## What this exercise asks
a - Please explain, in one to three sentences, why the excerpt on late-life happiness advises practicing coping mechanisms now rather than later.
b - According to the excerpt on late-life happiness, in what year did two researchers use Harvard study data to show that seven big investment decisions can be controlled fairly directly?

But some are, to varying degrees, under our control, and these can teach us a great deal about how to plan for late-life happy-wellness. Using data from the Harvard study, two researchers showed in 2001 that we can control seven big investment decisions pretty directly: smoking, drinking, body weight, exercise, emotional resilience, education, and relationships. Here’s what you can do about each of them today to make sure your accounts are as full as possible when you reach your later years:
Don’t smoke—or if you already smoke, quit now. You might not succeed on your first try, but the earlier you start the quitting process, the more smoke-free years you can invest in your happiness account.
Watch your drinking. Alcohol abuse is strongly correlated with smoking in the Harvard study, but plenty of other research shows that even by itself, it is one of the most powerful predictors of winding up sad-sick. If you have any indication of problem drinking in your life, get help now. If you have drinking problems in your family, do not take your chances: Keep that switch turned off. Although forgoing alcohol can be difficult, you’ll never be sorry you made this decision.
Maintain a healthy body weight. Eat a diet with lots of fruits and vegetables and moderate serving sizes, but avoid yo-yo diets or intense restrictions that you can’t maintain over the long run.
Prioritize movement in your life by scheduling time for it every day and sticking to it. Arguably the single best, time-tested way to do this is by walking daily.
Practice your coping mechanisms now. The earlier you can find healthy ways to deal with life’s inevitable distresses, the more prepared you’ll be if ill luck strikes in your 80s. This means working consciously—perhaps with assistance from spiritual practices or even therapy—to avoid excessive rumination, unhealthy emotional reactions, or avoidance behavior.

## Provided records
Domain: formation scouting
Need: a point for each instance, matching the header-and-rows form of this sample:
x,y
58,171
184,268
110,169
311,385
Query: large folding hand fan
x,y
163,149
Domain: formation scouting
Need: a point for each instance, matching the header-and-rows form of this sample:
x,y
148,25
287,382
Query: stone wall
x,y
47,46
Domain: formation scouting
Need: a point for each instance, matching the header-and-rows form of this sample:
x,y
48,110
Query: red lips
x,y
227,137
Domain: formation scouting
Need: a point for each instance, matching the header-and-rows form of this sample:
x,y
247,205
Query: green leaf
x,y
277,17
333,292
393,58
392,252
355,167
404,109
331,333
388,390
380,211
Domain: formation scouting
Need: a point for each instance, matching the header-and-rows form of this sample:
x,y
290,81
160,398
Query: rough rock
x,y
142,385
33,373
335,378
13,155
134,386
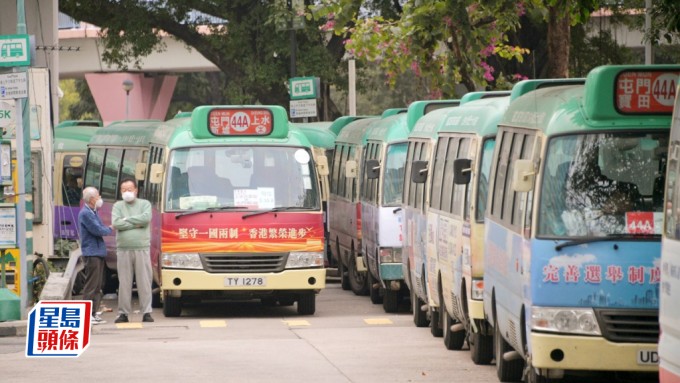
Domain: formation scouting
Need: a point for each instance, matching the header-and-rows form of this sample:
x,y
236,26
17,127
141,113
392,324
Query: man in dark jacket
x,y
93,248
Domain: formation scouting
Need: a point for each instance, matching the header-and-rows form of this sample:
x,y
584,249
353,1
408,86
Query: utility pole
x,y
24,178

## Task solutions
a - The earlier healthy ways of dealing with life's inevitable distresses are found, the more prepared a person will be if ill luck strikes in their 80s.

b - 2001